---------- DATA LINES ----------
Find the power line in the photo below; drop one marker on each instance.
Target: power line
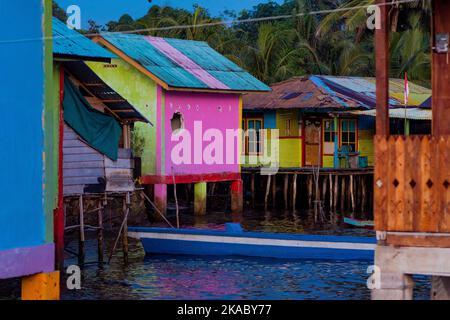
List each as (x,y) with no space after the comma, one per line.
(229,22)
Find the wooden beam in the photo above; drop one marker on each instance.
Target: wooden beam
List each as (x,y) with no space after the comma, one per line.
(382,70)
(126,58)
(76,81)
(440,71)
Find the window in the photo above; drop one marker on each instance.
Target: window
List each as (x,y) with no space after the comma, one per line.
(177,122)
(348,134)
(253,138)
(328,130)
(287,127)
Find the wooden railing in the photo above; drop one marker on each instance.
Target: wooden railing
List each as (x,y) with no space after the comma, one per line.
(412,184)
----------
THE EXERCISE: Copy out every row above word for word, leaving out the pictures.

RESULT FOR THIS TASK:
Find the power line in the photo below; drop one marker on each instance.
Target: power line
List each as (x,y) with no space after the comma, one per line.
(229,22)
Find the wooden beam in the photo above; drop one marker on each instance.
Target: wooden beam
List each as (x,y) with no space after the comma, one per line.
(382,70)
(126,58)
(76,81)
(440,71)
Find the window in the photo above; drop one marker on each instance.
Target: window
List each as (x,y) with no space after the comma, one per line.
(177,122)
(348,134)
(253,138)
(328,130)
(287,127)
Find the wooden railing in the photo above; drop one marker on each instance.
Target: wooden railing
List each as (x,y) with no space after the comma, one per line.
(412,184)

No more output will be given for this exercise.